* **提示された文章**:
....
説明

検針システム

【課題】通信ユニットのない既設の検針システムに対してセンタ装置との通信機能を付加する際、通信経路を容易に確保することができる検針システムを提供する。
【解決手段】計測接続線3でカスケード接続された複数台の負荷計B1,B2,B3…のうち最上段の負荷計B1に接続された主通信ユニットC1は、センタ装置1に対して通信回線5で接続され、通信回線5を通してセンタ装置1と通信可能に構成される。最上段以外の負荷計B2,B3…に接続された副通信ユニットC2,C3…と主通信ユニットC1とは、それぞれ伝送線6によって対応する負荷計B1,B2,B3…における計測器接続線3の接続部位に接続され、伝送線6および計測器接続線3を通して通信信号により互いに通信するシステム内通信手段と、計測器接続線3上を伝送される通信信号をパルス信号から分離してシステム内通信手段に通す分離手段とを有する。

【発明の詳細な説明】
【技術分野】
【0001】
本発明は、ガス等の計量対象の使用量の検針に用いられる検針システムに関するものである。
【背景技術】
【0002】
従来から、検針システムとして、それぞれ計量対象(ガス等)の使用量を計量し所定量を計量するごとにパルス信号を出力する複数台のメータ端末と、それぞれメータ端末からのパルス信号を入力可能な複数の入力端子を有し各入力端子に入力されたパルス信号のパルス数に基づいて使用量を計測する負荷計とを備えたものが知られている。
....
* **やること**:
(a) 検針システムの文章では、主通信ユニットC1はどの負荷計に接続されていますか。
(b) 検針システムの文章を、最後の文の後から書き継いでください。

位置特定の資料
....
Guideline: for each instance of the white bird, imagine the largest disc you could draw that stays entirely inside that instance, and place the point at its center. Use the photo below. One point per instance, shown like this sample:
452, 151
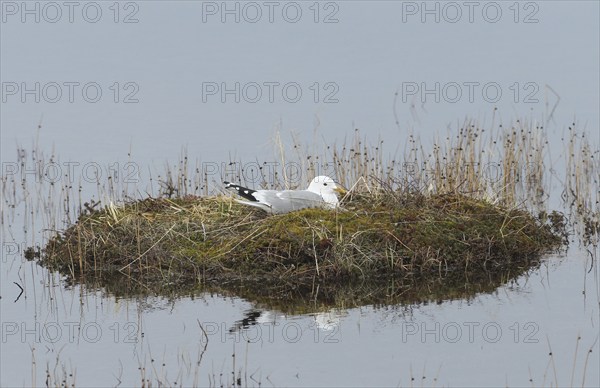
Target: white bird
320, 193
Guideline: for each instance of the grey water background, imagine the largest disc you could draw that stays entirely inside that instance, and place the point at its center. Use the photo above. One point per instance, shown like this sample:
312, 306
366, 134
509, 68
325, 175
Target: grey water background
161, 67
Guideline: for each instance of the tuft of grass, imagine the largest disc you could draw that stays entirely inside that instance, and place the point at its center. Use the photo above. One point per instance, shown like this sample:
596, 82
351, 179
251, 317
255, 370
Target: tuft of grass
172, 242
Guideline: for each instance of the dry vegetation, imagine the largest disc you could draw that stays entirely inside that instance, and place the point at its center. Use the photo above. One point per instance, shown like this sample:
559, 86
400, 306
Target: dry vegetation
434, 216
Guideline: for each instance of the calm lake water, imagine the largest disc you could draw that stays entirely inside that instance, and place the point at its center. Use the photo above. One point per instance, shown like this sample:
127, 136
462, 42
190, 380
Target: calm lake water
124, 89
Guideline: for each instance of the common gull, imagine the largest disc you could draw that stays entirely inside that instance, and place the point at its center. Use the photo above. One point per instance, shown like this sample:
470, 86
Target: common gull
321, 192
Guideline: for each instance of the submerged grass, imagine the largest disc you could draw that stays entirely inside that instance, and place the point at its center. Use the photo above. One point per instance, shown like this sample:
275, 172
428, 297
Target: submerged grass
178, 241
473, 206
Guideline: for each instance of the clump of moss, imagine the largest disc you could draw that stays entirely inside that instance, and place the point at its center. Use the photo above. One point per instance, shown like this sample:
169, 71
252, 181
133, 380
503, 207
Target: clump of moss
158, 243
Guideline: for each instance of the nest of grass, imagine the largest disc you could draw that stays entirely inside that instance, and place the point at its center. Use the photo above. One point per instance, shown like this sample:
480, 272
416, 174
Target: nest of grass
161, 243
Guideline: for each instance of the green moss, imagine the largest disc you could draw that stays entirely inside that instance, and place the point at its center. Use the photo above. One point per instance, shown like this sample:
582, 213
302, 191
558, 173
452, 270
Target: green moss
193, 241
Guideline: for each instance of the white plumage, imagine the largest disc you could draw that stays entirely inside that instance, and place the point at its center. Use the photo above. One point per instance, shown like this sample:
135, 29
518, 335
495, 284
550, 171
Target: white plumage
322, 192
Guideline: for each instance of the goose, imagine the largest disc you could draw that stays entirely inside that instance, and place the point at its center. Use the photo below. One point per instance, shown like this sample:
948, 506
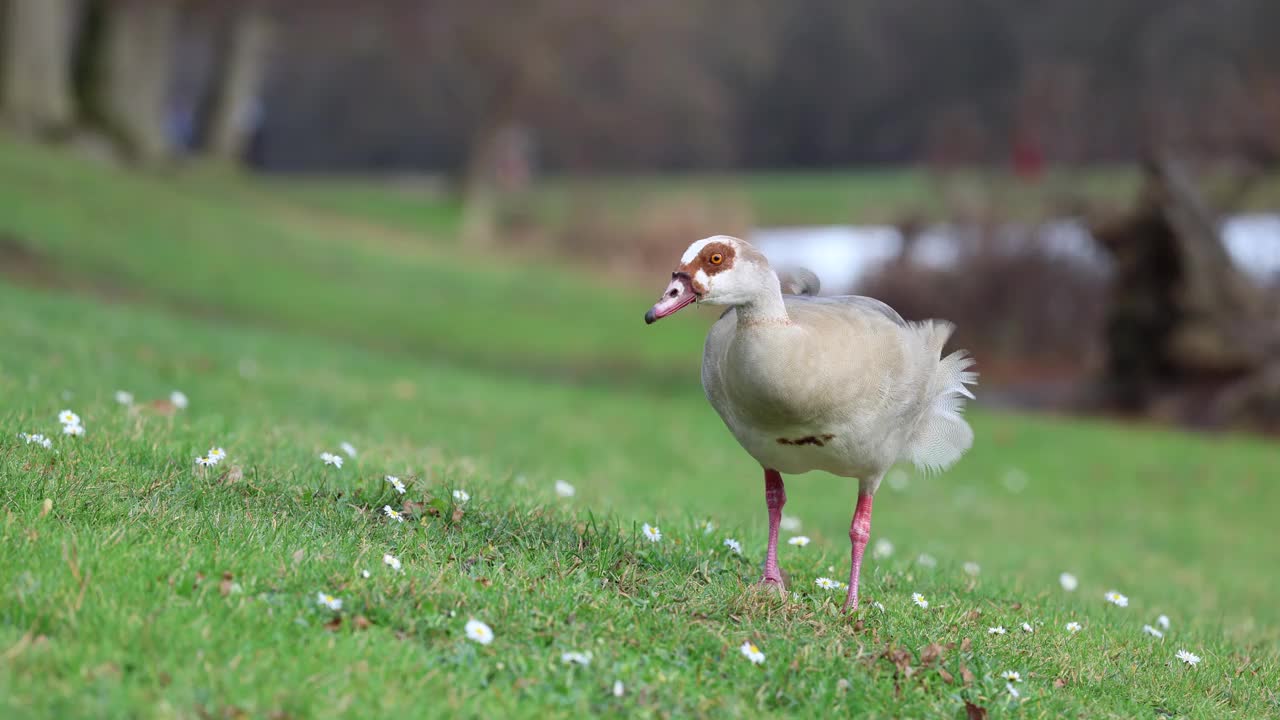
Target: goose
841, 384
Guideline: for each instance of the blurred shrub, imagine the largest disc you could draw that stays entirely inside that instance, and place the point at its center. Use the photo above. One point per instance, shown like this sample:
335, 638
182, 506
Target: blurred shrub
1013, 300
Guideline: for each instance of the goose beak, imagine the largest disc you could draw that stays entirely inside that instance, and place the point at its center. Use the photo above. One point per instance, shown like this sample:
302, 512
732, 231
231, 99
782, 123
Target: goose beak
677, 295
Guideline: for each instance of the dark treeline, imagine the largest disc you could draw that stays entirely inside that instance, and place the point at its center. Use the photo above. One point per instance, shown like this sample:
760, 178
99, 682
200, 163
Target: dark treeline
613, 85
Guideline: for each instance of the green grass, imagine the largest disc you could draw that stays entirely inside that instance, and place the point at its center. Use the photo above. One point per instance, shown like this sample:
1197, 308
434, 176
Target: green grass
113, 597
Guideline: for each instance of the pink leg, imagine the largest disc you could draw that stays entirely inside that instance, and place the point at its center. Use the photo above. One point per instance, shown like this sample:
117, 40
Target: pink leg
776, 497
859, 532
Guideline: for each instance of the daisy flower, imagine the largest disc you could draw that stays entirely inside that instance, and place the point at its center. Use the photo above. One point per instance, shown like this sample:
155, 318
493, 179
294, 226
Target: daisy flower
575, 657
883, 548
479, 632
650, 532
1188, 657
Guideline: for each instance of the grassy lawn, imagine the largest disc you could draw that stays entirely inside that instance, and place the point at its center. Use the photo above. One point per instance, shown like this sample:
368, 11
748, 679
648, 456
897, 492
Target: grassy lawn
140, 586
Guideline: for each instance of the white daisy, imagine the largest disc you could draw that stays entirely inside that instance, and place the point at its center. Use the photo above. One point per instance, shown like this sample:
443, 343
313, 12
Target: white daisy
883, 548
1188, 657
479, 632
575, 657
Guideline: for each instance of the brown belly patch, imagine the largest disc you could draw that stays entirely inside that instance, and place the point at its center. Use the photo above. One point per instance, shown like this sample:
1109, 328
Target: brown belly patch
808, 440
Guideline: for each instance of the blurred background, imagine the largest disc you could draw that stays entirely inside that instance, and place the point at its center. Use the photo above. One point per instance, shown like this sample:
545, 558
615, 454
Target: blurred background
1091, 190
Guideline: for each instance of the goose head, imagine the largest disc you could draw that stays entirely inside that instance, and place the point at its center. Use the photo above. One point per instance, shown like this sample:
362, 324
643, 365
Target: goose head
717, 270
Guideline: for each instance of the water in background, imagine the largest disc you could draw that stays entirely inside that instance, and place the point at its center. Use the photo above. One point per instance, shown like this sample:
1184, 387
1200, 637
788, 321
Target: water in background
842, 254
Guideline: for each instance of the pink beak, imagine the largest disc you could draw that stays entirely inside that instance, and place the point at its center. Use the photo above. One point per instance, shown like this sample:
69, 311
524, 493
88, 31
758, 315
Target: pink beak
677, 295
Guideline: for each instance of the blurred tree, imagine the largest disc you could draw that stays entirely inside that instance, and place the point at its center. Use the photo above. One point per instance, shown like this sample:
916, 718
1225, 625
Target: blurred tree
127, 65
36, 41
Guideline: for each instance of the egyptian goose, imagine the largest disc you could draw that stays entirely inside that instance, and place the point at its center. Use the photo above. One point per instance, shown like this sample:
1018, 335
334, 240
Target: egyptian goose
841, 384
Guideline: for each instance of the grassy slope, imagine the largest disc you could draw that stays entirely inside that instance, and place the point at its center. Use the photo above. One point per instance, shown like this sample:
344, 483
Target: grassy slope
105, 614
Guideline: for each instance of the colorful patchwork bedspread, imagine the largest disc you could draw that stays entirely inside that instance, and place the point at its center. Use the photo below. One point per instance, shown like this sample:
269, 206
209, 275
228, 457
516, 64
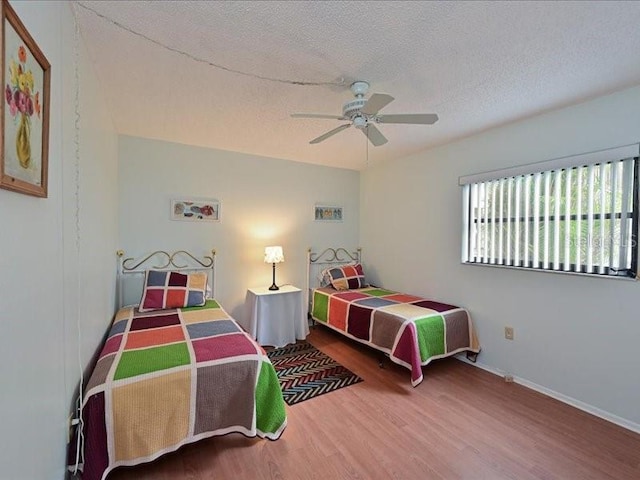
....
* **作業ごとの答え**:
(a) カスケード接続された複数台の負荷計のうち、最上段の負荷計B1です。

(b)
【0003】
この種の負荷計は、計測した使用量を記憶するメモリと、メモリに記憶された使用量を表示する表示手段とを有しており、負荷計のメモリに記憶された使用量を表示手段で確認することによって、複数台のメータ端末によって計量された使用量の検針を行うことができる(たとえば特許文献1参照)。
【0004】
特許文献1に記載の検針システムは、負荷計のマイコンに通信ユニット(通信インターフェース)を接続するとともに、負荷計の遠方に設置されたセンタ装置と通信ユニットとを通信回線で接続することにより、負荷計で計測した使用量をセンタ装置が通信回線を通じて取得できるように構成されている。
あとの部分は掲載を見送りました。